Tally the lines below that contain the string "pipe", and give only the number.

== Provided information ==
/---

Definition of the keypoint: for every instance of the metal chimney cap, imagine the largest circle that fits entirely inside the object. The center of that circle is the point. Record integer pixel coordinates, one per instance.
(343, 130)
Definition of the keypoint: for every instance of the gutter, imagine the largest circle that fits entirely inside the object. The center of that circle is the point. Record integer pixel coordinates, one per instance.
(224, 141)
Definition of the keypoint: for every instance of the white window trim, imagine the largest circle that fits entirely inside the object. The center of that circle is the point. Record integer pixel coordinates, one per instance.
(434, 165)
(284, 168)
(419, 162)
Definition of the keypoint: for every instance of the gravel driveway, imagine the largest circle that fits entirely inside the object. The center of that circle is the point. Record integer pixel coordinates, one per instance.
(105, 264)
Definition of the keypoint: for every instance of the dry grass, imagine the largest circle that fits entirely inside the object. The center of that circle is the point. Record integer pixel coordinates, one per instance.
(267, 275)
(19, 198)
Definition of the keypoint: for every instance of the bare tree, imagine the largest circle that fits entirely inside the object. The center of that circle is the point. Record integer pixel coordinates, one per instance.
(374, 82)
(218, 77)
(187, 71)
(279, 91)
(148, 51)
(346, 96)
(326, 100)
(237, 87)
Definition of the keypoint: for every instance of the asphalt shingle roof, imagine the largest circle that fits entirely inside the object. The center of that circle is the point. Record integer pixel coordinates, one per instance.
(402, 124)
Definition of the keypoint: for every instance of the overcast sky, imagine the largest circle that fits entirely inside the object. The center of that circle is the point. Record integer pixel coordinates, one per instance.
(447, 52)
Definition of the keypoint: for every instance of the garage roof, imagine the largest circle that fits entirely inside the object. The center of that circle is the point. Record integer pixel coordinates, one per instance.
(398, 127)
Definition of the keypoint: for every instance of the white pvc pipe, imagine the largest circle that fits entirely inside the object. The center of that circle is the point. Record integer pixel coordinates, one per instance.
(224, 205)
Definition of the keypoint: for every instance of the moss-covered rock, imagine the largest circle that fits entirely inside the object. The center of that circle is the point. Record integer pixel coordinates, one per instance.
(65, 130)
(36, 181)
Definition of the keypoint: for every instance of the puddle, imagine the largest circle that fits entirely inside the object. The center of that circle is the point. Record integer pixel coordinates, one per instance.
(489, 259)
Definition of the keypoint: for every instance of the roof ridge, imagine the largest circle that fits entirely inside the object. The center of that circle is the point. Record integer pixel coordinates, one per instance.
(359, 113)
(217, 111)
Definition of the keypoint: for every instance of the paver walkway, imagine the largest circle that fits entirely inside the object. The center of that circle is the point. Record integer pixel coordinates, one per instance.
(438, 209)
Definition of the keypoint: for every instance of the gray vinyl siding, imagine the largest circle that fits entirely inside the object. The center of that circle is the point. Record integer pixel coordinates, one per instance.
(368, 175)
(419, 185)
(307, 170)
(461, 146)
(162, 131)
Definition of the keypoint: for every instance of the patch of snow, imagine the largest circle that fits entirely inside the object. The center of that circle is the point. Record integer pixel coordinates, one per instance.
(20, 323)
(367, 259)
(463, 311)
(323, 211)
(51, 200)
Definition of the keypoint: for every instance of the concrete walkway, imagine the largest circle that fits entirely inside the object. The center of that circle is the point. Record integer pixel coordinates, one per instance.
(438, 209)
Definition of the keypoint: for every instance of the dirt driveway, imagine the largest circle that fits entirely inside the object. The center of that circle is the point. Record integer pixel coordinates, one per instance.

\---
/---

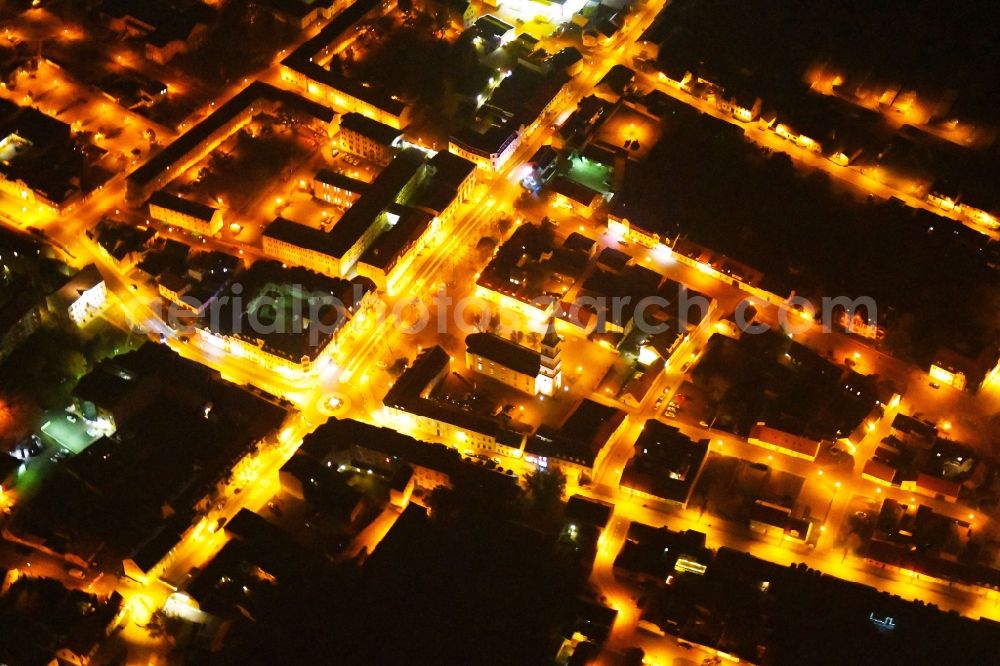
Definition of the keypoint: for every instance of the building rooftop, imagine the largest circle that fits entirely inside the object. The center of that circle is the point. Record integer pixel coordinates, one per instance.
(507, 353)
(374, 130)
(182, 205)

\---

== Solution for this exercise ==
1